* [AUFGABE]: Entnehmen Sie der Rezension zum Roman „Zerrissen“ wortgetreu den Abschnitt von „Fred Abel, Rechtsmediziner“ bis „in ernste Gefahr.“.

Fred Abel, Rechtsmediziner beim BKA, muss sich wieder mit einigen rätselhaften Fällen beschäftigen. Da ist das kleine Mädchen im Koma mit Verletzungen, die nicht von einem Sturz kommen können. Dann die ältere Dame, die wieder aufgewacht ist, um dann doch zu sterben. Zwei spektakuläre Mordfälle ordnet er dem Clan-Milieu zu. Er schaltet sich selbst in die Ermittlungen ein und bringt unerwartete Zusammenhänge ans Licht. Dadurch bringt er sich und seine Lebensgefährtin in ernste Gefahr.

"Zerrissen" ist der der erste Roman von Michael Tsokos, den ich gelesen habe. Der bildhafte Schreibstil hat mir sehr gefallen, nur einige Szenen im Sektionssaal hätte ich mir weniger detailgetreu gewünscht. Sehr geschickt hält der Autor von Anfang an die Spannung hoch. Mit dem Wissen, dass die Fälle größtenteils einen realen Hintergrund haben, ist es faszinierend, wie sich nach und nach die Zusammenhänge herauskristallisieren und die Lösung Gestalt annimmt. Die Entwicklung der Geschichte hat mich sehr gefesselt. Gleichzeitig ist es durchaus beängstigend, dass solche grausamen Verbrechen so oder so ähnlich real verübt werden.

* [AUFGEFÜHRTE DATEN]:
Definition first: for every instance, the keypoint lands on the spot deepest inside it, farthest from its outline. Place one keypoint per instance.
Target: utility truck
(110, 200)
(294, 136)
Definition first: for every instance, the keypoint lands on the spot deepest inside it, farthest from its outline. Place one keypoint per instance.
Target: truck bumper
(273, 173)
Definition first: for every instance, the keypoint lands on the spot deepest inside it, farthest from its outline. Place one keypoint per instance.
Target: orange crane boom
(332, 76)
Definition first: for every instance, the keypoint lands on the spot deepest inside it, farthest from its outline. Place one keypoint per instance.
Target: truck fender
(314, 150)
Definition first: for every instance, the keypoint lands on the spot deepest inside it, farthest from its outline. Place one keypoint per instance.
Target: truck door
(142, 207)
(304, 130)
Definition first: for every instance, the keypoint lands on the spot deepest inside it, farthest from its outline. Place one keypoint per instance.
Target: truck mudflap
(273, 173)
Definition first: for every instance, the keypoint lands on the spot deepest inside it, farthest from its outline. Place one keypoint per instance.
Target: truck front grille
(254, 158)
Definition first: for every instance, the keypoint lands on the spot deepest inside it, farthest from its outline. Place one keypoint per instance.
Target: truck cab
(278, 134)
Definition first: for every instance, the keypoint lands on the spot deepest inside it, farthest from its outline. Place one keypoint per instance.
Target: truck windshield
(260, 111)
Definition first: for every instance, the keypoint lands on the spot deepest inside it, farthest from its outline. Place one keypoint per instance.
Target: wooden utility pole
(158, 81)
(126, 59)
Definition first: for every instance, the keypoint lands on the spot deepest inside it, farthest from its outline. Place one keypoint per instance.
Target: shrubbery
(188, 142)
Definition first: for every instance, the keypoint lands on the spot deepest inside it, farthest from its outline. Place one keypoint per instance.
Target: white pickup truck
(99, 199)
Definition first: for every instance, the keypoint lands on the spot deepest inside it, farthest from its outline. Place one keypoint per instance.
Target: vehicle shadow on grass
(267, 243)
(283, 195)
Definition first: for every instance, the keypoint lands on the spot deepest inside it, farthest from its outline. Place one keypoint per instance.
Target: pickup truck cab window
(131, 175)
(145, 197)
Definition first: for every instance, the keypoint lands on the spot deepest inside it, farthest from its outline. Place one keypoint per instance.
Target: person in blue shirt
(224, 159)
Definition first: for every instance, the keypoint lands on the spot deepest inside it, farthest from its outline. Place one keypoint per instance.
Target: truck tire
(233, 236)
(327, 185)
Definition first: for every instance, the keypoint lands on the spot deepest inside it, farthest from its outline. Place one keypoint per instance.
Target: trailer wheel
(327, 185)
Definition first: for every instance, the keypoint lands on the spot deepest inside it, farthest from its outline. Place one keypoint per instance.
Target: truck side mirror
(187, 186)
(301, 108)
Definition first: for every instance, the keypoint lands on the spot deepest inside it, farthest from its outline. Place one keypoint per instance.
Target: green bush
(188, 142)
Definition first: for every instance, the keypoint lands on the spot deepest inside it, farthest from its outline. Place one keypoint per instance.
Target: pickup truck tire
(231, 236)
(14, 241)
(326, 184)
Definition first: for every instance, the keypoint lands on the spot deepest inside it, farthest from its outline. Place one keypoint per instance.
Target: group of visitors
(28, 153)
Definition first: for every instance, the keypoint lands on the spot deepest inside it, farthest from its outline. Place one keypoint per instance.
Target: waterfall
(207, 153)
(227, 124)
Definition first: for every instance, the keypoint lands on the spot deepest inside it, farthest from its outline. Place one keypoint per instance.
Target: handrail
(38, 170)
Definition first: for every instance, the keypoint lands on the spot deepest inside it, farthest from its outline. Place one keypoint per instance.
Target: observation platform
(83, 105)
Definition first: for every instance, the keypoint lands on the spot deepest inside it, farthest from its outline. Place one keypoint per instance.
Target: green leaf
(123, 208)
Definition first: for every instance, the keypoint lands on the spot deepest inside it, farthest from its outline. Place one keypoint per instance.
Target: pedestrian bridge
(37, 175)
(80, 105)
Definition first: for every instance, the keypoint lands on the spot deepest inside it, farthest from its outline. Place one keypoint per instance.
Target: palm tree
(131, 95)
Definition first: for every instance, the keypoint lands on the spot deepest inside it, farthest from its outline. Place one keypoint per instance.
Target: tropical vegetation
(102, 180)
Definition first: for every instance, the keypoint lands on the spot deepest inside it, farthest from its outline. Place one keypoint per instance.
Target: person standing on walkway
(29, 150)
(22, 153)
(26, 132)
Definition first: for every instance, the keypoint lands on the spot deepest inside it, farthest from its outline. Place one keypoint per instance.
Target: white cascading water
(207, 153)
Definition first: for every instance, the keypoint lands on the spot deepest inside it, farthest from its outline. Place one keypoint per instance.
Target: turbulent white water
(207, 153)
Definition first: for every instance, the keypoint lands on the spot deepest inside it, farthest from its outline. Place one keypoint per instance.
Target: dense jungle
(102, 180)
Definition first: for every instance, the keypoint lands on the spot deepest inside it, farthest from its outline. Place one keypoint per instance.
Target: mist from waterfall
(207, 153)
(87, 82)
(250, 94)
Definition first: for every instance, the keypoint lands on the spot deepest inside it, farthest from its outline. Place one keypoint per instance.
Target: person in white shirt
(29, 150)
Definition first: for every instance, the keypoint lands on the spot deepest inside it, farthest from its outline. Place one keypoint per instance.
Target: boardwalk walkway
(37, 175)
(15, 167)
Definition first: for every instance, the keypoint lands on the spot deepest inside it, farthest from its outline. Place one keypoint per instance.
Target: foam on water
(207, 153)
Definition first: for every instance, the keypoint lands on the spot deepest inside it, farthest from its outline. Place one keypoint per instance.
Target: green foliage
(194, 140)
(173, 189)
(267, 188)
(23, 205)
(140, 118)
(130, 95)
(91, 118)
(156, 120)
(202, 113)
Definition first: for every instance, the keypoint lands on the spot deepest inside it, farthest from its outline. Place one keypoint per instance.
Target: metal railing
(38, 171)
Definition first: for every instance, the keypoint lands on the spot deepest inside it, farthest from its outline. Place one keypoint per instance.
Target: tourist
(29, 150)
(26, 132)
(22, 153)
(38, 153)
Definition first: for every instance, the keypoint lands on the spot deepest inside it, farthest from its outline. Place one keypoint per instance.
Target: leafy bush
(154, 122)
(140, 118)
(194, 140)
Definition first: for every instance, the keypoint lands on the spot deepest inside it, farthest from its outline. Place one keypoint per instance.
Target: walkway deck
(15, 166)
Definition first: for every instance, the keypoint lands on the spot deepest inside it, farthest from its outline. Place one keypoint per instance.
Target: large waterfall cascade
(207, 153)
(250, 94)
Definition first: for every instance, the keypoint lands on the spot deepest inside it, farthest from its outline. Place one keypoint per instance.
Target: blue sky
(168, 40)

* [LÖSUNG]:
Fred Abel, Rechtsmediziner beim BKA, muss sich wieder mit einigen rätselhaften Fällen beschäftigen. Da ist das kleine Mädchen im Koma mit Verletzungen, die nicht von einem Sturz kommen können. Dann die ältere Dame, die wieder aufgewacht ist, um dann doch zu sterben. Zwei spektakuläre Mordfälle ordnet er dem Clan-Milieu zu. Er schaltet sich selbst in die Ermittlungen ein und bringt unerwartete Zusammenhänge ans Licht. Dadurch bringt er sich und seine Lebensgefährtin in ernste Gefahr.